- EXCERPT:
■ ■ ■ ■

Big Neshamah. Small Body. Strange World      

     It was the first time that I stopped to think about how hard it must be to be two

I took my two-year-old to the pediatrician last month after a preschool scuffle over a much-desired empty box. His opponent in the match ended up scratching my son’s eye, and I was at the doctor to find out if we needed to see a specialist or if we could get away with some antibiotic eye cream (baruch Hashem, it was just some cream this time).

I explained the situation to the afternoon secretary (who may, by the way, be one of the lamed-vav tzaddikim), who took one look at my son, and with all the compassion and empathy you can imagine said, “It’s hard to be such a big neshamah in such a small body.”

My son has these big, knowing eyes, and they looked up at her as if to say, in their two-year-old way, “Yes, it is.” My eyes filled with tears because it was so spot-on and so where I was in that moment. I was busy calling babysitters in case I needed to go to the hospital, worried, annoyed, wrapped up in the logistics of how the rest of the day would go.

It was the first time that I stopped to think about how hard it must be to be two, to experience the injustice of another person, unprovoked, wrenching your box out of your hands and having no words to fight back with.

I shared the story that night with a support group I run for women who have children with hidden differences (things like ADHD, high-functioning autism, learning difficulties, giftedness, anxiety, or who fall between the cracks of any formal diagnosis but are nonetheless complex and behaviorally challenging). The secretary’s words, “It’s hard to be such a big neshamah in such a small body,” really resonated.

■ ■ ■ ■

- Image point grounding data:
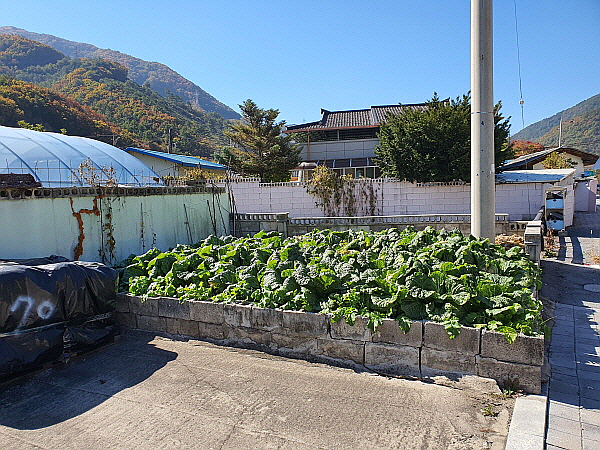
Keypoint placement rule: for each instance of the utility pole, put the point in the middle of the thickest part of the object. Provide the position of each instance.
(483, 182)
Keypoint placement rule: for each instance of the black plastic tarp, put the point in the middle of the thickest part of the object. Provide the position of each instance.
(49, 307)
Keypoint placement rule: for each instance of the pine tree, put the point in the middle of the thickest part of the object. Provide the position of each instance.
(258, 146)
(434, 143)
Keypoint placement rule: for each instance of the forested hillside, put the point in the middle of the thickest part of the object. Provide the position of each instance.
(139, 114)
(21, 101)
(158, 76)
(580, 127)
(581, 132)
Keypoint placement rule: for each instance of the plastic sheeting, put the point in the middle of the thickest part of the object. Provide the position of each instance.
(50, 307)
(55, 160)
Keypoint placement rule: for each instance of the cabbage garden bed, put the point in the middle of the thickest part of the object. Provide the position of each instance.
(405, 275)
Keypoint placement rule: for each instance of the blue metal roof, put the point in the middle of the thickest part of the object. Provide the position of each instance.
(533, 176)
(187, 161)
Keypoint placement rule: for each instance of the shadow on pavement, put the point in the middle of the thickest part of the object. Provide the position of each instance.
(573, 351)
(57, 395)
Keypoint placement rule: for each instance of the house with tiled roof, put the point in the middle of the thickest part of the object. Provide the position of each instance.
(345, 141)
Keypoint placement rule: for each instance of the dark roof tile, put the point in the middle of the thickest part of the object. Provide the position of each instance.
(356, 118)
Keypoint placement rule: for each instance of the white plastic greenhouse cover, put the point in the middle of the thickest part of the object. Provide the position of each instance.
(54, 159)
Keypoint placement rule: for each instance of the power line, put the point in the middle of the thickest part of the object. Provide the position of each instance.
(521, 101)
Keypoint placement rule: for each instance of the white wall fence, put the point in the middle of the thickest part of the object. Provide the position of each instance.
(521, 201)
(107, 224)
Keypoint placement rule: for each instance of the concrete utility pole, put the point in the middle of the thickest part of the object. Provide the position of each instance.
(483, 186)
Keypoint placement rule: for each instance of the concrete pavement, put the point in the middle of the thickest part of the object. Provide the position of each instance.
(154, 392)
(572, 280)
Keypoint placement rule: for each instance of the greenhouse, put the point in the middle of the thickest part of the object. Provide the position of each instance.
(57, 160)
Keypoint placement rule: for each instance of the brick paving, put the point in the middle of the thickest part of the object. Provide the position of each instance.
(574, 386)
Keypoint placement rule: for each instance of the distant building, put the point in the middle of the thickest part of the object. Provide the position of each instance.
(345, 141)
(172, 164)
(535, 161)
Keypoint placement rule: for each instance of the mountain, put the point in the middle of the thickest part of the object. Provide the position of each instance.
(136, 115)
(158, 76)
(21, 101)
(580, 127)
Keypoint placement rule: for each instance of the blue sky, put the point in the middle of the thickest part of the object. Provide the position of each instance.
(301, 56)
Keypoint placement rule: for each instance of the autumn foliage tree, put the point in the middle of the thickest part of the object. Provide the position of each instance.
(258, 146)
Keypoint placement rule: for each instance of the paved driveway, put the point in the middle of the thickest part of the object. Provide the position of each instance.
(152, 392)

■ ■ ■ ■

- PROBLEMS AND TASKS:
1. Summarize the excerpt titled "Big Neshamah. Small Body. Strange World" in two sentences.
2. Reproduce everything in the big neshamah excerpt from "My son has these" down to "day would go.".

- TASK-BY-TASK OUTPUTS:
1. After a preschool scuffle over an empty box left the writer's two-year-old son with a scratched eye, the writer took him to the pediatrician, where the secretary remarked that it is hard to be such a big neshamah in such a small body. The remark led the writer to think for the first time about how hard it must be to be two, and the story later resonated with a support group the writer runs for women who have children with hidden differences.

2.
My son has these big, knowing eyes, and they looked up at her as if to say, in their two-year-old way, “Yes, it is.” My eyes filled with tears because it was so spot-on and so where I was in that moment. I was busy calling babysitters in case I needed to go to the hospital, worried, annoyed, wrapped up in the logistics of how the rest of the day would go.